Natural-language object grounding data
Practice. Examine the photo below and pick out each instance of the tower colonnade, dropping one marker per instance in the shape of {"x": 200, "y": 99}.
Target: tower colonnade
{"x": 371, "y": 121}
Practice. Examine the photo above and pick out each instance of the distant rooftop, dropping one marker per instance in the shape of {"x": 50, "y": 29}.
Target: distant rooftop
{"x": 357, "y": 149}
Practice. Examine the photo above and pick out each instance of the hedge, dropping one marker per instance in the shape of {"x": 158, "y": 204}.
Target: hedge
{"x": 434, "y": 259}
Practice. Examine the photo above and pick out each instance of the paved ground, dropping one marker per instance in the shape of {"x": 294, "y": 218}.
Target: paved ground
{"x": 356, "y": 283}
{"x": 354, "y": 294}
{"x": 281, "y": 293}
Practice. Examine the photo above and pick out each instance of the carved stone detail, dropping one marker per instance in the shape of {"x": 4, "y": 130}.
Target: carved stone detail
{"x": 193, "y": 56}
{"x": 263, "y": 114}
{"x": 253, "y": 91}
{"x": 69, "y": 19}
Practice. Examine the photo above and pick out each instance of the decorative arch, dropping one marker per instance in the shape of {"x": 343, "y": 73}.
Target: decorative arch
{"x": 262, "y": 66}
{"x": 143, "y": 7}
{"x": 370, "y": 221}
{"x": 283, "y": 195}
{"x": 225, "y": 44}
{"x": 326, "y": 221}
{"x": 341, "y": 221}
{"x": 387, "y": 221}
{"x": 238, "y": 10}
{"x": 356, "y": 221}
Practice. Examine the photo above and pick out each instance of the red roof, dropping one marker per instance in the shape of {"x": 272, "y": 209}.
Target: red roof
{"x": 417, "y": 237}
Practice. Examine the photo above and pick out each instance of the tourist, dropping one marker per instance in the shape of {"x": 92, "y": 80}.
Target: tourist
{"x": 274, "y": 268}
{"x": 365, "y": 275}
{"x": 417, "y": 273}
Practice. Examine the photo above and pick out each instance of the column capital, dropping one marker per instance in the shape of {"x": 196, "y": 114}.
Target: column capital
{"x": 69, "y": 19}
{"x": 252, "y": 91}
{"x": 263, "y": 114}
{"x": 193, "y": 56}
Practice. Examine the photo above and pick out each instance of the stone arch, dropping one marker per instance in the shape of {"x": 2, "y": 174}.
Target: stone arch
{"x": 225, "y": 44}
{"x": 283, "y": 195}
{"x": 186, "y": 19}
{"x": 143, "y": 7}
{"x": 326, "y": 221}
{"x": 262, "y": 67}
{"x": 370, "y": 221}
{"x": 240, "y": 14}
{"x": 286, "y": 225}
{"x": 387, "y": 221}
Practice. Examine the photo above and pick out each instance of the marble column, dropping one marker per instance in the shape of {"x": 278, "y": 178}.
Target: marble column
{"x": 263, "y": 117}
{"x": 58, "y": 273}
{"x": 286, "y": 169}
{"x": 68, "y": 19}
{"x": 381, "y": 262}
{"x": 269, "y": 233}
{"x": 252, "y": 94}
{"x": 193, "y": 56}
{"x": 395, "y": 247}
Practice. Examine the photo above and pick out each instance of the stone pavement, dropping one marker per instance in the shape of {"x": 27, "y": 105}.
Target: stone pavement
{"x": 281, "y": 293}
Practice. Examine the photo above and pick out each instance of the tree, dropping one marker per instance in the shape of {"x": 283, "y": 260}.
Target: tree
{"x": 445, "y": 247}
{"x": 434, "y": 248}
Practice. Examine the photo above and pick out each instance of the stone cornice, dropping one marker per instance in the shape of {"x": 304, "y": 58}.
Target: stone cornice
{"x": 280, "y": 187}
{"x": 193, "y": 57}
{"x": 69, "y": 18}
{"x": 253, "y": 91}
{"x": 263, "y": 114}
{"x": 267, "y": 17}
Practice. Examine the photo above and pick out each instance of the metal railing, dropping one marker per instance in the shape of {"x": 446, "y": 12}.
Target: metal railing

WHAT YOU SHOULD DO: All lines that contain the word "railing" must be copied from the records above.

EXERCISE RESPONSE:
Practice. Examine the photo above and pick out each instance of the metal railing, dropping one marker per instance in the shape of {"x": 446, "y": 12}.
Target: metal railing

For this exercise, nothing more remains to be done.